[PROVIDED INFORMATION]:
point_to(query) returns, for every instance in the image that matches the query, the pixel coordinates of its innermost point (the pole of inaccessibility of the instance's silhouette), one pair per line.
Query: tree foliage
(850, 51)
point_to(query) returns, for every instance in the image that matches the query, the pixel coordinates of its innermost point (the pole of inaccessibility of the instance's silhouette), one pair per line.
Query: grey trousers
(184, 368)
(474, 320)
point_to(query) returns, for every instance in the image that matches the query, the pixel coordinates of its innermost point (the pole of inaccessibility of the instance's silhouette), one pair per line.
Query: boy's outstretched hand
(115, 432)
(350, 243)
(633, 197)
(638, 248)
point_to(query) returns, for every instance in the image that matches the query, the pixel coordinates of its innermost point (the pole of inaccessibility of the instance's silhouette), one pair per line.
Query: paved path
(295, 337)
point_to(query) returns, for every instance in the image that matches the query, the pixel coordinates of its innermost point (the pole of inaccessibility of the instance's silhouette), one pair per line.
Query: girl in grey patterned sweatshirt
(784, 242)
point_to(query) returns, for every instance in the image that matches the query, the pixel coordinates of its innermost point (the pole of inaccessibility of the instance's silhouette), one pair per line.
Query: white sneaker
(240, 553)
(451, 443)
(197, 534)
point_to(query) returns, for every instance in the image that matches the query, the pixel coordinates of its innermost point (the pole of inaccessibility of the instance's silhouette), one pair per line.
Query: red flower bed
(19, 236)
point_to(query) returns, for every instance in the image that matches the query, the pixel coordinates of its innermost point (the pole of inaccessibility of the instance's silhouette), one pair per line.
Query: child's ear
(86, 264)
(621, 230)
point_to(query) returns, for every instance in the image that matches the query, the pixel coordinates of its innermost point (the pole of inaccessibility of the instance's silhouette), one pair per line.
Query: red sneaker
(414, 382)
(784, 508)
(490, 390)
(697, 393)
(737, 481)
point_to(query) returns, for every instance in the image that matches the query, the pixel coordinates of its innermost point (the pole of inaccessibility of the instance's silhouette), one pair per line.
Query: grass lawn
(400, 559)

[TASK TO CARRY OUT]:
Exactly reproduce the material above.

[RESULT OF THE EXERCISE]:
point_to(query) returns, for every instance in the image that matches the query, the pixel coordinates of its innermost point (the pole of inaccessibility of the instance's silhouette), one pair per line.
Query: tree foliage
(850, 51)
point_to(query) returns, for every instance in the image that matches the query, the pixel coordinates of its innermost point (the pole of inaccessibility of the instance's silhouette), one pair per line.
Query: grey trousers
(184, 368)
(474, 320)
point_to(query) returns, for every instance in the image that matches the query, the pixel coordinates of its innermost point (the pole of inaccessibility of the instance's silhouette), one pair per line.
Query: boy's outstretched hand
(115, 432)
(350, 243)
(633, 197)
(638, 248)
point_to(query) returns, for every instance in the image that matches the query, the pixel coordinates of its innermost point (the pole of inaccessibility of the instance's silhouette), one pair per line.
Query: paved path
(295, 337)
point_to(query) returns, for every instance in the image that matches the query, the pixel coordinates of its innermost point (the pole of inaccessibility of the instance's silhouette), one pair per line.
Query: girl in grey patterned sweatshirt
(784, 242)
point_to(query) returns, for every instance in the image that matches the query, the pixel coordinates of its innermost point (the pole of inaccessibility of the instance's silhouette), one pair per line.
Query: white sneaker
(240, 553)
(451, 443)
(197, 534)
point_to(query) returns, for every instance in the image that matches the query, the pixel coordinates of its innermost point (the pole of inaccessibility of the instance's silhouette), one pair per line.
Query: red flower bed
(19, 236)
point_to(query) returns, for every instance in the image that matches the query, the pixel coordinates of its innermost point (the pole of inaccessibility of the instance's silhouette), one pair per line.
Query: child's ear
(86, 264)
(621, 230)
point_to(query) returns, for every instance in the image that matches the query, the pixel coordinates of its innermost point (the pole of inaccessibility of the instance's silhouette), one pair per line.
Query: red sneaker
(414, 382)
(784, 508)
(490, 390)
(697, 393)
(737, 481)
point_to(query) returns, for every instance in the image that matches the query, the pixel coordinates of its innermost point (the pole of inaccessibility of the instance's silhouette), one pair per line.
Query: grass lawn
(400, 559)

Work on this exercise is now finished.